Your task:
Copy the data below word for word, line by line, with no changes.
▬▬▬▬▬▬▬▬▬▬
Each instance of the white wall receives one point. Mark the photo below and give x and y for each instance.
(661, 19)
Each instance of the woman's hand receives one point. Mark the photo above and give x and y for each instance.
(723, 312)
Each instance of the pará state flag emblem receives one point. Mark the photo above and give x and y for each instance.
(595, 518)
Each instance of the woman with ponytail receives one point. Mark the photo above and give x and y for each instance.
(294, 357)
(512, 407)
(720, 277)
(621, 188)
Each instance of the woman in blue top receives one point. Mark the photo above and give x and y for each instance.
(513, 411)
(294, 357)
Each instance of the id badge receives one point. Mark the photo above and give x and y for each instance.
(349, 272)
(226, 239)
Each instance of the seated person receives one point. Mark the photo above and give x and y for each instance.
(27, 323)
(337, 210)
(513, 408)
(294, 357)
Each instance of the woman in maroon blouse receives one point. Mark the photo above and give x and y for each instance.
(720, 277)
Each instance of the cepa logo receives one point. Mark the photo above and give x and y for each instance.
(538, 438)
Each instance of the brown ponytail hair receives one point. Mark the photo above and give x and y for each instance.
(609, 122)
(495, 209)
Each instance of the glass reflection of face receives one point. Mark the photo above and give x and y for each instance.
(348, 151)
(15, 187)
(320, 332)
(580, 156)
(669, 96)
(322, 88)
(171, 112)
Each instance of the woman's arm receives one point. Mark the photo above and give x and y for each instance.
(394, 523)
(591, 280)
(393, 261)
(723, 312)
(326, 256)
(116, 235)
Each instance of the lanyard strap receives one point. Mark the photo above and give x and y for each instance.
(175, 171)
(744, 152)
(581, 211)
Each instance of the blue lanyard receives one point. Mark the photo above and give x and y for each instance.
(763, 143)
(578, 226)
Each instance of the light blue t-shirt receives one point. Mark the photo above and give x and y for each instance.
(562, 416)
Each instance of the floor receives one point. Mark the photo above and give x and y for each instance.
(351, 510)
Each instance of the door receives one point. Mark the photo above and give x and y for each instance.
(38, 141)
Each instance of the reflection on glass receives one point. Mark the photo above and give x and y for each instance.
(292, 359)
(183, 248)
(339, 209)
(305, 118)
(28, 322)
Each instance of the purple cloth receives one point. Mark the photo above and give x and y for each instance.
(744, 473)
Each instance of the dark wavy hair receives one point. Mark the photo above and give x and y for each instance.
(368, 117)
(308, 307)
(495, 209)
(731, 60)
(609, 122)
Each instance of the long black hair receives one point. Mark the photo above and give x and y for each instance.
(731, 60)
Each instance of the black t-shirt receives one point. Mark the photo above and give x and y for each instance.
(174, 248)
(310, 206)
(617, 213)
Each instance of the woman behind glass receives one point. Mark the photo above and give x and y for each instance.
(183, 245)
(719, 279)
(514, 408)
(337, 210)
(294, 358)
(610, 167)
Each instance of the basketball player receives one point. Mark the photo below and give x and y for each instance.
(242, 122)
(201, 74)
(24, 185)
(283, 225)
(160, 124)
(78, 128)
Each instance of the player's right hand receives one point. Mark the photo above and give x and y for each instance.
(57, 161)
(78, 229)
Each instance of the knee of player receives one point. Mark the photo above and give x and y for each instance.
▬▬▬▬▬▬▬▬▬▬
Solution to this exercise:
Each instance of the white wall receives one point. Mark the photo below and give x and y for each instance.
(661, 19)
Each instance of the woman's hand receives one point. Mark the photo above and give x and y for each instance.
(723, 312)
Each instance of the pará state flag emblem receives one point. Mark the photo above and give x and y for each instance.
(595, 518)
Each instance of the woman with ponytail receives one point. Mark the photo above and give x and y for each instance.
(294, 357)
(512, 407)
(720, 277)
(621, 188)
Each instance of the woman in blue top receives one point. Mark the photo above and give x and y for each instance.
(513, 411)
(294, 357)
Each instance of the id badge receives one point. Mark the photo above and give x and y for each instance.
(349, 272)
(226, 239)
Each instance of the seated person receives one point. Mark the photo above and give x and y for each instance.
(27, 323)
(337, 210)
(513, 408)
(294, 357)
Each instance of the woman in maroon blouse receives one point. Mark the photo above and give x and y for each instance.
(720, 277)
Each instance of the cepa logo receives one point. Mark the photo above and give x and y for each instance.
(538, 438)
Each instance of the brown ponytail hair receives one point. Mark the photo above and give x and y for each instance.
(609, 122)
(495, 209)
Each instance of the glass reflection of face receives one point. Mark the photo above and give x and y for each instance.
(348, 151)
(15, 187)
(320, 332)
(580, 156)
(669, 96)
(322, 88)
(171, 112)
Each instance of the woman's arm receives one point. Mark the photo above and give x and y for each instance.
(394, 523)
(591, 280)
(393, 261)
(723, 312)
(326, 256)
(116, 235)
Each instance of the lanyard strap receives one point. Mark the photo above and give x and y for each instance.
(175, 171)
(744, 152)
(581, 211)
Each instance of the blue lanyard receives one point. Mark the photo above and give x and y for each instance.
(763, 143)
(578, 226)
Each instance of the light blue t-shirt receives one point. Mark the photo above and give x and y for each instance.
(562, 416)
Each instance of the floor receives one point. Mark the photo above and give x and y for each instance.
(351, 510)
Each instance of the door receives one point. Mark the photo above and give x and y for each instance.
(38, 141)
Each instance of the reflection on glass receives one point. Mark the photo above and give x and y for each instance.
(292, 359)
(183, 248)
(339, 209)
(305, 118)
(28, 322)
Each instance of the purple cloth receives one point. Mark the photo above and give x and y for each instance.
(744, 473)
Each instance of the dark wavy hair receives one point. Mark the photo above and give x and y for each instance.
(368, 117)
(308, 307)
(495, 209)
(731, 60)
(609, 122)
Each instance of the long black hair receives one point. Mark the photo above and give x and y for each instance.
(731, 60)
Each instance of the black t-shirt receives one point. Mark the photo above and give x and y for each instance.
(174, 248)
(310, 206)
(617, 213)
Each instance of the woman behind glass receives one point. Mark the photo above and give x and y for each instance.
(183, 245)
(719, 279)
(514, 408)
(337, 210)
(294, 358)
(610, 167)
Each instance of the basketball player receives one point. Mark the photo below and give x and y for each instance.
(242, 122)
(201, 74)
(24, 185)
(283, 225)
(160, 124)
(78, 128)
Each instance of the player's right hand receives one point. Mark the photo above and give x and y for each instance.
(57, 161)
(78, 229)
Each instance of the knee of player receives one point. Mark the photo above and give x and y for each instance.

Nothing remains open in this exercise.